Exercise brief
How many lines in the records below contain the word "grass"? State that number and nothing more.

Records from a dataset
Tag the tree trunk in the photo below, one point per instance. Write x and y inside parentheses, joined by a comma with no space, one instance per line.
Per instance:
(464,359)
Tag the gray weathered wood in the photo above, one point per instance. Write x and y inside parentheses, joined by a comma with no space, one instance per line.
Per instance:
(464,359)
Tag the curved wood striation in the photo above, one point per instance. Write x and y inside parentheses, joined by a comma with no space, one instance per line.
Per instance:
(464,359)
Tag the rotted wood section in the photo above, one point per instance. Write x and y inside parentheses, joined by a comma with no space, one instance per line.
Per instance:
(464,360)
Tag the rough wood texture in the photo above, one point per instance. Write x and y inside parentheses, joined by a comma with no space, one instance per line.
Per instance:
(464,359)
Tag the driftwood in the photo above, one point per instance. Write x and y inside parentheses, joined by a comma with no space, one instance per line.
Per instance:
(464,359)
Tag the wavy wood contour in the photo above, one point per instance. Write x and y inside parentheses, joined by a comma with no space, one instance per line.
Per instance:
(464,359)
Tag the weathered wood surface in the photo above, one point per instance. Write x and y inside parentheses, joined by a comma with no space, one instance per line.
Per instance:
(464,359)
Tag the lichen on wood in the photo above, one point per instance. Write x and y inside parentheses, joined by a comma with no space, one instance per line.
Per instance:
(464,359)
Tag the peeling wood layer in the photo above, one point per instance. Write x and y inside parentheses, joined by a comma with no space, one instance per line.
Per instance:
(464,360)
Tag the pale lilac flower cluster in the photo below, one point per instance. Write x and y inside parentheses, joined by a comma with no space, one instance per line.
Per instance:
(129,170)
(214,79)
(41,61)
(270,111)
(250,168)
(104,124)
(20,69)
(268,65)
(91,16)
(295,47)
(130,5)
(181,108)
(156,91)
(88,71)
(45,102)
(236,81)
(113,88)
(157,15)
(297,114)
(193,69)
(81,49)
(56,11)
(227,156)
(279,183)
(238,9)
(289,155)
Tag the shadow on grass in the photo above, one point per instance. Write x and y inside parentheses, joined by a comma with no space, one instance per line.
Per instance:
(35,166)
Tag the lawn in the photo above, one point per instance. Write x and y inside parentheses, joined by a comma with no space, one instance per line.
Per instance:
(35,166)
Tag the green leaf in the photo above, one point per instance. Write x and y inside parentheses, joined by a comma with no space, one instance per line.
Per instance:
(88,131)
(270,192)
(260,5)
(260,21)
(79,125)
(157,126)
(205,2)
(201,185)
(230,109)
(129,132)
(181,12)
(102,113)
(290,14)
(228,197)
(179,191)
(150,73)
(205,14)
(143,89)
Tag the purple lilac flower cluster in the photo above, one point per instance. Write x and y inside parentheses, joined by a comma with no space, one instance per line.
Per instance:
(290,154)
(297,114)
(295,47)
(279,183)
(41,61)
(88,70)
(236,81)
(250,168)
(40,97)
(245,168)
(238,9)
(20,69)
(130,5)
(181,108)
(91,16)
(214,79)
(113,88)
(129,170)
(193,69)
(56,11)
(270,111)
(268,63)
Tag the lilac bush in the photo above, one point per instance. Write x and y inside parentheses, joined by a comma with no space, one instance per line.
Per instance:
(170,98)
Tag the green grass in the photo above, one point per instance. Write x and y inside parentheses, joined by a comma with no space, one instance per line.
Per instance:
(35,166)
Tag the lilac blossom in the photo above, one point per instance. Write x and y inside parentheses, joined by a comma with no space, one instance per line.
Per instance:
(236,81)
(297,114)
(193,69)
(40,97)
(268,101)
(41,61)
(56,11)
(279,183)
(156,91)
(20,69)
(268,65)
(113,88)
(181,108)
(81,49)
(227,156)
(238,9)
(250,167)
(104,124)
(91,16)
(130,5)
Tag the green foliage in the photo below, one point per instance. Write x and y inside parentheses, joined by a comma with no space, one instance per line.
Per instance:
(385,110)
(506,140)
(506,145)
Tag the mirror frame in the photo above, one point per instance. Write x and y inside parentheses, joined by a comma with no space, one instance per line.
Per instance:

Exercise result
2